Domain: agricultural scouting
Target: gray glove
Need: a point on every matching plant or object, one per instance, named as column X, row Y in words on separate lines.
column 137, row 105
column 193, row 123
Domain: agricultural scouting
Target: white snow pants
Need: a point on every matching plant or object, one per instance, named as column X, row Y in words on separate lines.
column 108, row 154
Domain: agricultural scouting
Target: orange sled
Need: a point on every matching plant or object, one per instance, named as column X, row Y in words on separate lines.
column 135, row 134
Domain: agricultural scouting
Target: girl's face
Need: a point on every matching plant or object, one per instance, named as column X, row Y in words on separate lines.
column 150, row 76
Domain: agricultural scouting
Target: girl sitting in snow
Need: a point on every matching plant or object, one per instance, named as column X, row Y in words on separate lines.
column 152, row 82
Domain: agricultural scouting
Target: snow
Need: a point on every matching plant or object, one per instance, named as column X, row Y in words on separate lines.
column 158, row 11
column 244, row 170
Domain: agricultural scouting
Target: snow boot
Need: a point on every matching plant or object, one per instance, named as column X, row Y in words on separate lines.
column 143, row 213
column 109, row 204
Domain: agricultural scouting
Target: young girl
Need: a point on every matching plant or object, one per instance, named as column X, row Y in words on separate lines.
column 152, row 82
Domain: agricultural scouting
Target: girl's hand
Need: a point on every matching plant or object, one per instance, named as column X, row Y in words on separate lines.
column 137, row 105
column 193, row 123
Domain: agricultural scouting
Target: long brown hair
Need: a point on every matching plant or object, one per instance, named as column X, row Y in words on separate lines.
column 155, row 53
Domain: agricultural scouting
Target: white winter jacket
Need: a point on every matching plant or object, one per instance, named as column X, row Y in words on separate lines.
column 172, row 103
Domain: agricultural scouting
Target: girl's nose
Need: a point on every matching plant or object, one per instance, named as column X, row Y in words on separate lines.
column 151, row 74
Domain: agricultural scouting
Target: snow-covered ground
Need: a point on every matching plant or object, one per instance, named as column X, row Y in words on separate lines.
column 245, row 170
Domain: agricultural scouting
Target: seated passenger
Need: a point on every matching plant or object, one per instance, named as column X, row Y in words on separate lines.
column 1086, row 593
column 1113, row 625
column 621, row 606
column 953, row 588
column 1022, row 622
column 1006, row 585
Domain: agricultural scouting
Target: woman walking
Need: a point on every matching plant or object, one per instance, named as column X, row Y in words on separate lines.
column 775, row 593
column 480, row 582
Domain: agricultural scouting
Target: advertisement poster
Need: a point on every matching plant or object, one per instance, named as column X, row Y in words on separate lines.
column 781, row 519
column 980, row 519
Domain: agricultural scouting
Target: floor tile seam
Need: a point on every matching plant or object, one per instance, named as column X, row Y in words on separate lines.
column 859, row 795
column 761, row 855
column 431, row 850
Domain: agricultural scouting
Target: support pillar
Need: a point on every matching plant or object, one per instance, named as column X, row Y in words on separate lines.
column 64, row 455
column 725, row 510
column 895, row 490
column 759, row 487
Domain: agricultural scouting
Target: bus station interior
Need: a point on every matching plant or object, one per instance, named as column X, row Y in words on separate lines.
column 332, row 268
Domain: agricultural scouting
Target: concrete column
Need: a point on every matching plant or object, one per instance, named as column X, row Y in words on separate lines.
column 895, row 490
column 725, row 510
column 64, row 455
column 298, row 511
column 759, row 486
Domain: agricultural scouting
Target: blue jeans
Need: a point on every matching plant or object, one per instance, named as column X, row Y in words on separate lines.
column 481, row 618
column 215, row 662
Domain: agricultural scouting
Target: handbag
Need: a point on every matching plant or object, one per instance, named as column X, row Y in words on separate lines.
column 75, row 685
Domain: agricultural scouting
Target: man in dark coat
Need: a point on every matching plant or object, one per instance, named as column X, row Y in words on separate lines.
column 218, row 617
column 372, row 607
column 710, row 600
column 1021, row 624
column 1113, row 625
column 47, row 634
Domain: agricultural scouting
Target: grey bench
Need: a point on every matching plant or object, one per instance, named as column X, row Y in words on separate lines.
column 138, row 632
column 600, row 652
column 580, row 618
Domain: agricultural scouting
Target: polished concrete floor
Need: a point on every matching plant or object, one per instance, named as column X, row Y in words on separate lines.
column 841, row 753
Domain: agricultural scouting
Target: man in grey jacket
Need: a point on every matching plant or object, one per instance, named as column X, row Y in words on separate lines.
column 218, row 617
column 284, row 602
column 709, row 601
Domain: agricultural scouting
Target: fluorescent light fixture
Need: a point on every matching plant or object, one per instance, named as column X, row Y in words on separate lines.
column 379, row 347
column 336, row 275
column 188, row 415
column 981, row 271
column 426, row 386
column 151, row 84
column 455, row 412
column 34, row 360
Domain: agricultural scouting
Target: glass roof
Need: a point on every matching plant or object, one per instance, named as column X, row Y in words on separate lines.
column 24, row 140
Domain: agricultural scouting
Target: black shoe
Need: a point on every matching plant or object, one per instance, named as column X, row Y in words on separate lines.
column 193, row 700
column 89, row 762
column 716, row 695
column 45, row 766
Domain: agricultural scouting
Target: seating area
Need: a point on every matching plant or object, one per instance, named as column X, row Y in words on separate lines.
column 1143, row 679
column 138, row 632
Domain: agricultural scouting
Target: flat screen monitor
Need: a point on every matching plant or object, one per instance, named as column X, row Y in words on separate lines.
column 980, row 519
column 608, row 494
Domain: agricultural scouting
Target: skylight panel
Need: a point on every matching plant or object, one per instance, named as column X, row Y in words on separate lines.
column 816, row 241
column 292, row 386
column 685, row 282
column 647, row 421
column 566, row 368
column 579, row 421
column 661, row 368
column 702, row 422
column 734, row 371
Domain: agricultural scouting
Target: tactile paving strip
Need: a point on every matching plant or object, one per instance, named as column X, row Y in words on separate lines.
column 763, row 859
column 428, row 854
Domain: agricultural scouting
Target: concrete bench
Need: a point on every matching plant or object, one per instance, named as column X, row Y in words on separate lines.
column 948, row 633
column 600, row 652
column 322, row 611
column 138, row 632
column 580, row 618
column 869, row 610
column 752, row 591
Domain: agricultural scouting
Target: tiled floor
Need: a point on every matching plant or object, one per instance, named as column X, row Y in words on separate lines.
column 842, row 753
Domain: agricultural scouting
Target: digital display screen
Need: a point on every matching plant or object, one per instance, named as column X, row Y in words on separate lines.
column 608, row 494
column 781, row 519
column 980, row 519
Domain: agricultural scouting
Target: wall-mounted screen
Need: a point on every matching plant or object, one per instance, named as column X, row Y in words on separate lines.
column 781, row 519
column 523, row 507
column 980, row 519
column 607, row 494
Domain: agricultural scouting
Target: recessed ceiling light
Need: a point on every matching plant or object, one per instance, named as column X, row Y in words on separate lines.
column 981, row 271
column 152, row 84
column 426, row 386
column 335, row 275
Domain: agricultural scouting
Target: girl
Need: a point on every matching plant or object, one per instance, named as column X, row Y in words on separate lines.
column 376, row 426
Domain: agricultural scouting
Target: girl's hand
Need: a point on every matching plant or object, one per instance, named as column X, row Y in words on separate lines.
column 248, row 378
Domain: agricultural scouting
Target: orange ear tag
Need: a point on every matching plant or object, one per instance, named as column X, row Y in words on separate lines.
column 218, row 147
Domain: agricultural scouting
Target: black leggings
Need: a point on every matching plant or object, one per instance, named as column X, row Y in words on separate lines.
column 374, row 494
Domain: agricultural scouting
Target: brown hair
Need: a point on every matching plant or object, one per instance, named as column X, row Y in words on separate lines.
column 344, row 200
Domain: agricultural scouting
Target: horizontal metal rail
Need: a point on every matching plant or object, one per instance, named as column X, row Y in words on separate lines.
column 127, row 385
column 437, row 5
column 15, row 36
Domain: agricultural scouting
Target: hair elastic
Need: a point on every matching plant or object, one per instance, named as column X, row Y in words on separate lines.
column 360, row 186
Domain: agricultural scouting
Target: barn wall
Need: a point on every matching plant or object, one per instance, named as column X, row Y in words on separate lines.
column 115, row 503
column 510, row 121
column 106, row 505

========================================================================

Exercise objective: Convert the listing above, from its first line up to and including the line with "column 135, row 134", into a Markdown table with the columns Number and Line. Number each row and leave out blank lines.

Complete output:
| Number | Line |
|---|---|
| 1 | Domain: agricultural scouting |
| 2 | Target: gray glove |
| 3 | Need: a point on every matching plant or object, one per instance, named as column X, row Y in words on separate lines. |
| 4 | column 137, row 105 |
| 5 | column 193, row 123 |
| 6 | Domain: agricultural scouting |
| 7 | Target: white snow pants |
| 8 | Need: a point on every matching plant or object, one per instance, named as column X, row Y in words on separate lines. |
| 9 | column 108, row 154 |
| 10 | Domain: agricultural scouting |
| 11 | Target: orange sled |
| 12 | Need: a point on every matching plant or object, one per instance, named as column X, row Y in words on separate lines. |
| 13 | column 135, row 134 |